STATED PROBLEM: Report each line of the records that contains the string "instance", treating uppercase and lowercase as different.

━━━━━ DATA LISTING ━━━━━

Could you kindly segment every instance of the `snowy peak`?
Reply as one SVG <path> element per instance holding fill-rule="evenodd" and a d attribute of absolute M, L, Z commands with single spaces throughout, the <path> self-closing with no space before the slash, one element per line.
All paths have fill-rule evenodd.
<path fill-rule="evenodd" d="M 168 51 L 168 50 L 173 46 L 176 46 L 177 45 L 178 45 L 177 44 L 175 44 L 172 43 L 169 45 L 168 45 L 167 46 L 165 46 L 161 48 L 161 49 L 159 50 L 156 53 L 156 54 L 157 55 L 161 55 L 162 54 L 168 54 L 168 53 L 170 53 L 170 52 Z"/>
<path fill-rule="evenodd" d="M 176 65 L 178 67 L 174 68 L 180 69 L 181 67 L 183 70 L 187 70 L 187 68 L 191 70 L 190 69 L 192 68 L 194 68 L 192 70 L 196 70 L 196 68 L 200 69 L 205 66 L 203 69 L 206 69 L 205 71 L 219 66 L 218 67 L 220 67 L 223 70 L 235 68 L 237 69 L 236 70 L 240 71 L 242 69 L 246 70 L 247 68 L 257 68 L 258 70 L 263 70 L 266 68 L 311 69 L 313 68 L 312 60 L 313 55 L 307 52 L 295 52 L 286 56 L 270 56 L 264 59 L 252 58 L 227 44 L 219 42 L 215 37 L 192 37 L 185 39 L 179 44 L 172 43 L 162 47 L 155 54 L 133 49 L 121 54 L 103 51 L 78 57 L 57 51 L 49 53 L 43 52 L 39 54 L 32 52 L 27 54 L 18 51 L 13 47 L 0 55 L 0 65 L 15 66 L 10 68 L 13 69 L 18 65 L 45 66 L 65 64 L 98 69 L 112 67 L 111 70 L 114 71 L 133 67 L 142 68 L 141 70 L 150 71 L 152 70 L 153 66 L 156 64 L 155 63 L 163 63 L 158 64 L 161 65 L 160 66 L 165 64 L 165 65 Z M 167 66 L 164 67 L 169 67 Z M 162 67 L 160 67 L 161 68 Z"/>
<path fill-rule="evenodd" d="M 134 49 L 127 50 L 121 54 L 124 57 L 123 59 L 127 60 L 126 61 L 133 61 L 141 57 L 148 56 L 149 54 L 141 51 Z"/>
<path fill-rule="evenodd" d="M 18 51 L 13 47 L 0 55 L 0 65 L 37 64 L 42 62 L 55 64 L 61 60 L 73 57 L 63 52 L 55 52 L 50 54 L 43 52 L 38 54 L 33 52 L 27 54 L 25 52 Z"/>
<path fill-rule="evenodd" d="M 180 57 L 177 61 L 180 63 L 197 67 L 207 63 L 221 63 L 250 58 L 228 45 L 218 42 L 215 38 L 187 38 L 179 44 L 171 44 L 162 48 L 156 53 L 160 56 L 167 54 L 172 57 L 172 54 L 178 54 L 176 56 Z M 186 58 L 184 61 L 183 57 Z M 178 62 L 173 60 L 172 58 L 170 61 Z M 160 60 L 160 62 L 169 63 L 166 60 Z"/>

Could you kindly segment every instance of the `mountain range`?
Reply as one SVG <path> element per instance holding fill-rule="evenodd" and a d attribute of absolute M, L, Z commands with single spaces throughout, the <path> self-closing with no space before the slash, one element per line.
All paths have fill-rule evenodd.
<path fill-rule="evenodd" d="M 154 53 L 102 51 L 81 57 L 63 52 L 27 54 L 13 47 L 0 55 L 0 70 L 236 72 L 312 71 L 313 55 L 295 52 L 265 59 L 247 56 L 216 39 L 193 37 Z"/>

━━━━━

REPLY TO THE TASK:
Could you kindly segment every instance of the `snowy peak`?
Reply as one SVG <path> element per instance holding fill-rule="evenodd" and a d attribute of absolute M, L, Z commands with single spaces throughout, the <path> self-closing with no space before the slash, one element per line.
Could you kindly segment every instance of the `mountain range`?
Reply as one SVG <path> element per instance holding fill-rule="evenodd" and a d attribute of absolute M, L, Z commands with single spaces throughout, the <path> self-closing with no space before the slash, one element per line.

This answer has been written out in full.